### Material shown
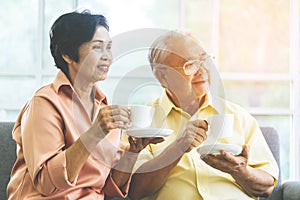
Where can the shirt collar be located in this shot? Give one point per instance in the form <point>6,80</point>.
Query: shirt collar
<point>210,101</point>
<point>62,80</point>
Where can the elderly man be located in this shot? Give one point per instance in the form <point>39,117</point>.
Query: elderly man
<point>174,169</point>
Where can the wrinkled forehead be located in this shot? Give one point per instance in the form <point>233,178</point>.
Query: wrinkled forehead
<point>183,45</point>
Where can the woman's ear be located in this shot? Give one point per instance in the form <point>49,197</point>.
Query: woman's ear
<point>67,59</point>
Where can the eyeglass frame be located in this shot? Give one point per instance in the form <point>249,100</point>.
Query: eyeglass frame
<point>200,66</point>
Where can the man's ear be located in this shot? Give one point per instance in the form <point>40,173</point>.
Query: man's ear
<point>160,76</point>
<point>67,59</point>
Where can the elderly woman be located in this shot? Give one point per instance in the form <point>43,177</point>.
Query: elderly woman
<point>67,135</point>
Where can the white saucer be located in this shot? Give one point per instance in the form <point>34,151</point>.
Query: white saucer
<point>149,132</point>
<point>216,148</point>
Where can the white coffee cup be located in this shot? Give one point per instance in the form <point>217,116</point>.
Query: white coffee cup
<point>219,126</point>
<point>141,116</point>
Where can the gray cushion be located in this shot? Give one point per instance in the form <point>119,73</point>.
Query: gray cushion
<point>7,155</point>
<point>291,190</point>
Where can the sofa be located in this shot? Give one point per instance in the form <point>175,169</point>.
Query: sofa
<point>284,191</point>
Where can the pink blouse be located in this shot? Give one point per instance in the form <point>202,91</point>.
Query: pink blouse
<point>47,125</point>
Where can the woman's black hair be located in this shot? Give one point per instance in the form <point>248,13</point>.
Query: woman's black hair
<point>69,32</point>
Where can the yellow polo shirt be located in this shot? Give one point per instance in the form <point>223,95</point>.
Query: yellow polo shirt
<point>193,179</point>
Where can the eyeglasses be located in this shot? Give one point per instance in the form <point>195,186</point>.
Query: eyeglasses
<point>193,66</point>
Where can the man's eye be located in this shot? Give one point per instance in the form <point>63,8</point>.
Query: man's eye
<point>96,47</point>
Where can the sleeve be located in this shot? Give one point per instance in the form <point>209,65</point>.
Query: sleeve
<point>43,142</point>
<point>260,156</point>
<point>112,190</point>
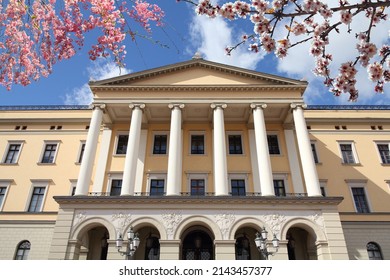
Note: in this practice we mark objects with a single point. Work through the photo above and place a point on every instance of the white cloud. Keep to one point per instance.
(211, 36)
(99, 70)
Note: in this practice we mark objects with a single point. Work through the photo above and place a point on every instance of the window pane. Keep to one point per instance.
(122, 144)
(160, 144)
(360, 199)
(235, 145)
(197, 144)
(12, 154)
(273, 145)
(116, 187)
(36, 199)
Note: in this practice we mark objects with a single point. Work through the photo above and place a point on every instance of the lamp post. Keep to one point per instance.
(132, 244)
(261, 243)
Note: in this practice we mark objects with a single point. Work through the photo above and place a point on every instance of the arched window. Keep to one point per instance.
(374, 251)
(22, 250)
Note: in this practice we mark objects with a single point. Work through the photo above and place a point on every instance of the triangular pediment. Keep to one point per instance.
(197, 72)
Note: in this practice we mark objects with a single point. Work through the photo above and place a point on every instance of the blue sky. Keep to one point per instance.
(186, 33)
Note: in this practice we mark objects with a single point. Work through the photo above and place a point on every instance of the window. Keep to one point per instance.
(374, 251)
(359, 196)
(157, 187)
(37, 199)
(116, 187)
(238, 187)
(235, 144)
(121, 146)
(49, 153)
(273, 145)
(13, 153)
(348, 153)
(2, 196)
(197, 187)
(314, 150)
(279, 188)
(197, 144)
(160, 145)
(81, 152)
(22, 250)
(384, 153)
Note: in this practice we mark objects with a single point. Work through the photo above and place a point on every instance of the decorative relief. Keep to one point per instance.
(171, 221)
(121, 220)
(275, 222)
(225, 221)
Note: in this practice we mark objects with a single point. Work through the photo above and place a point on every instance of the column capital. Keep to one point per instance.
(176, 105)
(100, 106)
(218, 105)
(258, 105)
(298, 105)
(137, 105)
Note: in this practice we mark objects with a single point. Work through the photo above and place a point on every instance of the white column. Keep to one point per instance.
(86, 167)
(98, 182)
(174, 158)
(221, 186)
(263, 158)
(130, 168)
(307, 159)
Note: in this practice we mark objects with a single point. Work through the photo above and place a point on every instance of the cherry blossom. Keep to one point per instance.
(297, 22)
(37, 34)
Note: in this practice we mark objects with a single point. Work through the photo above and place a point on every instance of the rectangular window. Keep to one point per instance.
(81, 154)
(197, 187)
(273, 145)
(197, 144)
(12, 153)
(160, 145)
(238, 187)
(2, 195)
(121, 146)
(157, 187)
(361, 204)
(116, 187)
(314, 150)
(279, 188)
(36, 199)
(49, 153)
(347, 153)
(384, 153)
(235, 144)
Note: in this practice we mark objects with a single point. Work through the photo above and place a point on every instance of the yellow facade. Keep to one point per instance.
(220, 198)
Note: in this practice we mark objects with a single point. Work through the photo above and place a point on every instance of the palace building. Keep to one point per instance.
(197, 160)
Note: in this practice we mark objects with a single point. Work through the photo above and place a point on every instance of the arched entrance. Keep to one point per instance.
(197, 244)
(301, 244)
(96, 243)
(245, 247)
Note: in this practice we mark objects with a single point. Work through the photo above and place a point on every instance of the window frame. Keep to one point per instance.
(117, 136)
(360, 185)
(277, 140)
(197, 133)
(160, 133)
(353, 150)
(45, 144)
(234, 133)
(7, 150)
(34, 185)
(377, 143)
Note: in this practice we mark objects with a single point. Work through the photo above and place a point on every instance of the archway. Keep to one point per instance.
(245, 247)
(301, 244)
(197, 244)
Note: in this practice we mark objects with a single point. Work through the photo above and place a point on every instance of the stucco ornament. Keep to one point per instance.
(121, 220)
(171, 221)
(275, 222)
(225, 221)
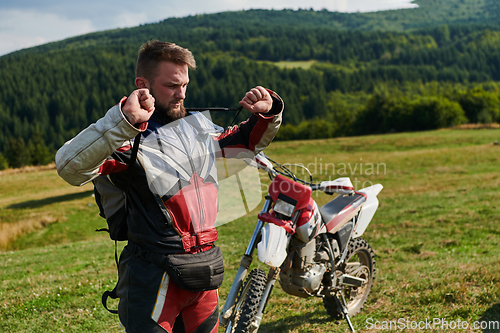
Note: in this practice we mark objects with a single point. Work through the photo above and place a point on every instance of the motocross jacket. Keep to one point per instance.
(171, 200)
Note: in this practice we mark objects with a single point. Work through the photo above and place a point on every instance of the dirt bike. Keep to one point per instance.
(312, 251)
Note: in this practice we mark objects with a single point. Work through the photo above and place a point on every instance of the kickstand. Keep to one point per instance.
(344, 310)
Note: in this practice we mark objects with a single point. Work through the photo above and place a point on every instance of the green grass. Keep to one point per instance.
(436, 237)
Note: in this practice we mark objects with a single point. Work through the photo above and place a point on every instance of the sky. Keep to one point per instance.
(27, 23)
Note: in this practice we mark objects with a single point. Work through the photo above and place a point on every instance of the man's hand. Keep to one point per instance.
(257, 100)
(139, 106)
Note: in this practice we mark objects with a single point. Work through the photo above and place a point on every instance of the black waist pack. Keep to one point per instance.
(194, 272)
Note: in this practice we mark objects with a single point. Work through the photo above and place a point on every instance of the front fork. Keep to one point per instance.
(245, 262)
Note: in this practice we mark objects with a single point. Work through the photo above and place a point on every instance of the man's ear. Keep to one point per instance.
(141, 83)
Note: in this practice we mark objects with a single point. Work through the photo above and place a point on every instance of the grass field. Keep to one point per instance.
(436, 237)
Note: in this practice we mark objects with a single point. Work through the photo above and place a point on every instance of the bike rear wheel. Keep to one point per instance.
(360, 262)
(247, 306)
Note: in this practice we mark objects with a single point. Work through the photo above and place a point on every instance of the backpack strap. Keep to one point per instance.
(112, 294)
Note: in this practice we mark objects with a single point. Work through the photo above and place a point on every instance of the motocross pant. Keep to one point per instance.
(150, 302)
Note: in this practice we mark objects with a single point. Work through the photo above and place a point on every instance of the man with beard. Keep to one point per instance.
(168, 196)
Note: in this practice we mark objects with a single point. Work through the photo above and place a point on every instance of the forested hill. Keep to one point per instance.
(339, 74)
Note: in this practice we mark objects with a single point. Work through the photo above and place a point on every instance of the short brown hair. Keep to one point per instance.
(153, 52)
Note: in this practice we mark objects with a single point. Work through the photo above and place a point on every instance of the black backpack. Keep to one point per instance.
(112, 201)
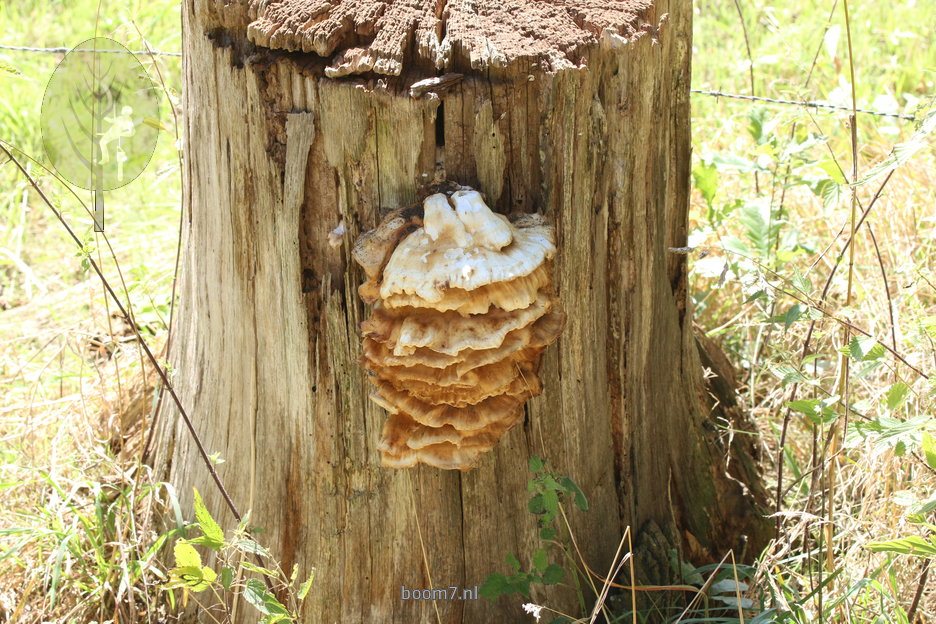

### Required work
Word for word, restate the lines above from the line containing "Where can the white saucer" through the line containing "Where can the white coffee", with both included and nothing else.

### Response to this task
Where can the white saucer be located in this shot? Give one point per instance in the form <point>34,151</point>.
Query: white saucer
<point>149,132</point>
<point>216,148</point>
Where can the white coffee cup be located in this shot? Give one point per instance in the form <point>217,116</point>.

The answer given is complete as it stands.